TASK REQUIREMENTS: The data below is to be returned in full and exactly.

EXERCISE DATA:
◆ ◆ ◆ ◆

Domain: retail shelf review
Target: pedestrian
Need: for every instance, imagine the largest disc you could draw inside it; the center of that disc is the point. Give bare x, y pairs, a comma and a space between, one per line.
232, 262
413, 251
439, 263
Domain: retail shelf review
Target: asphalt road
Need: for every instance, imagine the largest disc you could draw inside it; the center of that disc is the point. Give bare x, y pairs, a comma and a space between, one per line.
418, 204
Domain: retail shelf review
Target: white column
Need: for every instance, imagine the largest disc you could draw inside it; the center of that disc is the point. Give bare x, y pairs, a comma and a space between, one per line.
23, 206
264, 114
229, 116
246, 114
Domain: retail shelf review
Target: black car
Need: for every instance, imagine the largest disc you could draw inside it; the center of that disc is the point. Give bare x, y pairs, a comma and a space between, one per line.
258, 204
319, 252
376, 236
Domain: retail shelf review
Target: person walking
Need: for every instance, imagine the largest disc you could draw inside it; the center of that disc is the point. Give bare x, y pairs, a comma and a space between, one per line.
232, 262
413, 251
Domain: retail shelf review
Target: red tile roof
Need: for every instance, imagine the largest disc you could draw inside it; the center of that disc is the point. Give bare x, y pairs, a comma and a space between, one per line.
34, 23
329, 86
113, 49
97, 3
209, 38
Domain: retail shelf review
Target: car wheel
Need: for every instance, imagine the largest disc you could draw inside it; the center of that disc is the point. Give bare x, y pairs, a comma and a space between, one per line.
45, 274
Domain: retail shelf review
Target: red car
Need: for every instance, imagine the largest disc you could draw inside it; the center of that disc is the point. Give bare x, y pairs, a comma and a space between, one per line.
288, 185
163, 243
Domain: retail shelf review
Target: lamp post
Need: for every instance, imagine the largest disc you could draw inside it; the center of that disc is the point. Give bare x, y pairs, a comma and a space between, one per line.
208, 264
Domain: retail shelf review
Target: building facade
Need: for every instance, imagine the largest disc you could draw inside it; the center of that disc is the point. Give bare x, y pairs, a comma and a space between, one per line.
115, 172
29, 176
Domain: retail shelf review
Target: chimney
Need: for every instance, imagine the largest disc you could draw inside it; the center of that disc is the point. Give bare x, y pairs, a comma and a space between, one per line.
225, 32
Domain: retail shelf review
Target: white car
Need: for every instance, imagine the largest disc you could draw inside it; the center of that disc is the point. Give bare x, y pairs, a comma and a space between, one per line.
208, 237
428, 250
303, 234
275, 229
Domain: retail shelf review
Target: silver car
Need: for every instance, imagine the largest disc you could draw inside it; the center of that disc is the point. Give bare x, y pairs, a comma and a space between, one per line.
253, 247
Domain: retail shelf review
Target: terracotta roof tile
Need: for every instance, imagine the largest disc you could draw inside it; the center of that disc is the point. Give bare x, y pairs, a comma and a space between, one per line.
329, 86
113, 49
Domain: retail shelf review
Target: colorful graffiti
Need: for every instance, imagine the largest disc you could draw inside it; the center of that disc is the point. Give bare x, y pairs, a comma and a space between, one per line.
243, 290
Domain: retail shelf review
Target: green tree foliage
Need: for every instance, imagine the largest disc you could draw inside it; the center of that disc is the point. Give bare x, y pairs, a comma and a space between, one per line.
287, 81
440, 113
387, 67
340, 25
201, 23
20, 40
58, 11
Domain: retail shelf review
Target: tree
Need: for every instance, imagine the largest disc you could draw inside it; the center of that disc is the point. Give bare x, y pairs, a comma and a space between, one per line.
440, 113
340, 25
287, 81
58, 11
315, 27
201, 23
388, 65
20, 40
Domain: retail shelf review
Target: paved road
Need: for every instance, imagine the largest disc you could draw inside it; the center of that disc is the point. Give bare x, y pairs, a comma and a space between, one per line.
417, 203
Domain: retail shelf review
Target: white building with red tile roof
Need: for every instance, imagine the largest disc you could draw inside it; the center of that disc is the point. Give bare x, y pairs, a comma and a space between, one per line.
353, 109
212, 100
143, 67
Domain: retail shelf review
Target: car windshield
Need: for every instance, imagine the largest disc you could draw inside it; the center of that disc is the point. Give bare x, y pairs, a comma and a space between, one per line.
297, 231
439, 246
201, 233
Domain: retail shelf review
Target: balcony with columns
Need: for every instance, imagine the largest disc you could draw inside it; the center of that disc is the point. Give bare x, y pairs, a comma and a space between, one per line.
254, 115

◆ ◆ ◆ ◆

SOLUTION TO THE PROBLEM:
Domain: retail shelf review
Target: pedestrian
Need: for every instance, imagine the largest disc you could draw inside it; the center of that disc is the point. Give bare x, y pairs, a comma and a space between, one per line.
232, 262
413, 251
439, 263
Domain: retail shelf review
Target: asphalt road
Need: for every instance, imagine the largest disc you could draw inside it; the center of that disc is the point. Give bare x, y pairs, a comma and a space between, one per line.
418, 204
Domain: retail shelf review
Target: white column
Need: for every instance, imagine the largest disc you could draw inside it; the center of that disc is the point. Give bare x, y pairs, a comma and a space between, one per line.
23, 206
264, 114
229, 116
246, 114
Domain: retail shelf review
Target: black car
Need: for every instance, imagine the largest disc you could draw inside it; the center of that disc is the point. Give bare x, y pairs, a comma and a space between, one per line.
258, 204
319, 252
376, 236
Domain: retail shelf review
Target: person walking
Need: for every instance, imagine the largest disc you could draw inside it; the center of that disc is the point. Give bare x, y pairs, a comma and a space between, one per line.
232, 262
413, 251
Domain: retail shelf review
Target: red tile roof
Need: for every instance, imagine the largest disc you could draw inside it; the center of that disc is the point. Give bare x, y pairs, a comma and a space between, one per line.
34, 23
329, 86
113, 49
97, 3
209, 38
Domain: retail shelf review
Target: car wheel
Need: for every instance, imagine the largest disc you could draw inside it; the center of that disc is the point. Give bare x, y pairs, a comma and a space between, one per line.
45, 274
Domain: retail shelf review
Target: red car
Need: for every instance, imagine the largest disc you could draw inside it; the center of that disc is the point. Give bare x, y pairs, a comma and a space between, one per line.
288, 185
163, 243
Domain: retail shelf review
Target: lamp post
Need: for every instance, imagine the largest disc you could draw inside it; the center of that disc is the point. Give bare x, y pairs, a comma and a space between, one per line.
208, 264
Domain: retail shelf review
Target: building facade
Need: for every instance, imagine the largest disc you could draw inside it; the center of that disc is the point. Give bare x, y pairs, a comma and a space between, one per line.
115, 172
29, 176
Domain: retail shelf review
Target: chimney
Need: for every instance, imagine the largest disc you could draw inside it; the center of that disc is the point. Give bare x, y pairs, a comma and a space between, one per line.
225, 32
Domain: retail shelf review
Target: white car
Need: for every instance, imagine the largest disc you could draw inside it; the center of that disc is the point. Give bare x, y pairs, a comma and a space between, one per line.
208, 237
428, 250
303, 234
275, 229
Domain: retail shelf review
Target: silver car
Need: for every instance, imagine the largest disc you could draw inside it; the center of that disc is the point. Give bare x, y pairs, a comma and a space between, one per line.
253, 247
Domain: retail shelf review
Target: terracotta roof tile
Need: for every instance, imagine the largest disc you could draw inside it; the center of that disc is the point. Give bare x, y pairs, a comma and a space between, one per line.
329, 86
113, 49
Domain: retail shelf review
Target: colorful graffiti
Need: for every instance, imagine the largest disc you could draw inside it; the center of that disc is the point. Give bare x, y pairs, a comma and a space between, one per line.
243, 290
Domain: retail shelf review
Target: green tree foliage
Need: for every instance, imagine the largest disc you could draw inside it; the center of that disc is the point. Give bare x, y pairs, a comma and a space between, one per line.
287, 81
440, 113
387, 67
340, 25
201, 23
20, 40
58, 11
Domain: retail shelf review
Target: tree
Need: for every instance, imagine the largest disc you could draw inside it; the center of that disc is the point. Give bare x, y pairs, a comma and a space between, one per line.
440, 113
340, 25
287, 81
58, 11
315, 27
201, 23
388, 65
20, 40
Domain: retail shelf review
Target: paved road
Need: for every instance, imagine the largest disc you could draw inside it; the center of that disc is the point. Give bare x, y pairs, a comma and a space between, one per line.
417, 203
Domain: retail shelf review
Target: white building with red tile roof
Need: for every instance, imagine the largest disc you could draw inside it; the center of that disc is the point. Give bare x, y pairs, a comma and a space between, one per line.
353, 109
212, 100
143, 67
Domain: retail shelf review
Target: car windshield
Need: for every instance, imagine the largest disc you could draw inside it; the center of that disc is the point. Give bare x, y pairs, a comma and a space between, one per line.
297, 231
439, 246
201, 233
Domain: retail shelf review
Target: balcony with columns
Need: for every instance, imagine the largest disc you could draw inside it; the center of that disc is the point. Give bare x, y pairs, a comma and a space between, one per line.
254, 115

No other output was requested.